>> begin RECORDS FOR THE TASK

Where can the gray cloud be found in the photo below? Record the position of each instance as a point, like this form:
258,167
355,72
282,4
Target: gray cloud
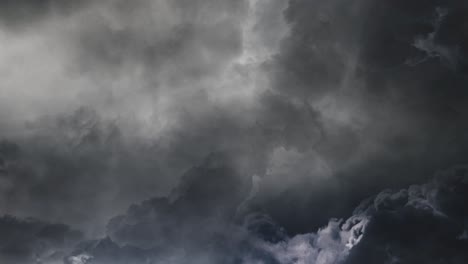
105,103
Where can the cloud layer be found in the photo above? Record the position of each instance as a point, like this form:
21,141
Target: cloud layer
244,126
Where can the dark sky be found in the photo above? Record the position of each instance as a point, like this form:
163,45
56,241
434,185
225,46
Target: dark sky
233,131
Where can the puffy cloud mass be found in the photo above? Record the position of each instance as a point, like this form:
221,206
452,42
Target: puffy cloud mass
233,131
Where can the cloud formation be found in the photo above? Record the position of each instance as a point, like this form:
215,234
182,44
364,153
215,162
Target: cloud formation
180,104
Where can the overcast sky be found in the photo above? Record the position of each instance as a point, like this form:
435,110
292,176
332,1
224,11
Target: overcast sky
233,131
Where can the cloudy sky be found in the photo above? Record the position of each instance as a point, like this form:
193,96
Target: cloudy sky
233,131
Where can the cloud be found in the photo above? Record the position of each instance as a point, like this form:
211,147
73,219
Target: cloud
35,241
423,223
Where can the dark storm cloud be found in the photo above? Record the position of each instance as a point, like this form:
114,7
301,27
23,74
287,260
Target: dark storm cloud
344,100
34,241
21,13
424,223
201,223
388,81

>> end RECORDS FOR THE TASK

- _WHAT TO DO_
Print all the entries above word for word, and leave the picture out.

- _EXERCISE ANSWER_
Where can the gray cloud be found in the photo below? Record the position of each instance as a point, like this form:
258,167
355,72
282,4
Target: gray cloud
105,103
Where can the cloud layer be found in the photo above? Record the position of each instance as a point, like this form:
21,141
Target: cloud layer
244,126
Where can the dark sky be found in the photo above? Record the position of each instance as a point, like this form:
163,45
56,241
434,185
225,46
Target: dark sky
233,131
Where can the puffy cloud mass be found in the photo above? Record the position of each instance as a point, like this form:
221,206
452,42
Target: puffy cloud mass
233,131
Where can the cloud formation be found in the photo above? Record the position of each instance as a point, like this form:
215,234
182,44
364,153
215,162
Target: cloud formation
180,104
Where can the overcast sky be found in the photo above? Record the position of each instance as a point, like this form:
435,110
292,176
332,1
224,11
Target: overcast sky
233,131
Where can the cloudy sky be found in the photo above? Record the position of each instance as a point, like this form:
193,96
Target: cloudy sky
233,131
Where can the cloud be found in the photo above? Record the position of each instance as a point, like this form:
211,147
73,219
Target: cloud
35,241
423,223
Where can the dark storm cloud be found in the photo above? Record the position of each instance as a point, like this form:
114,7
301,27
23,74
287,260
Target: dark storm cloud
344,100
34,241
21,13
424,223
201,223
388,81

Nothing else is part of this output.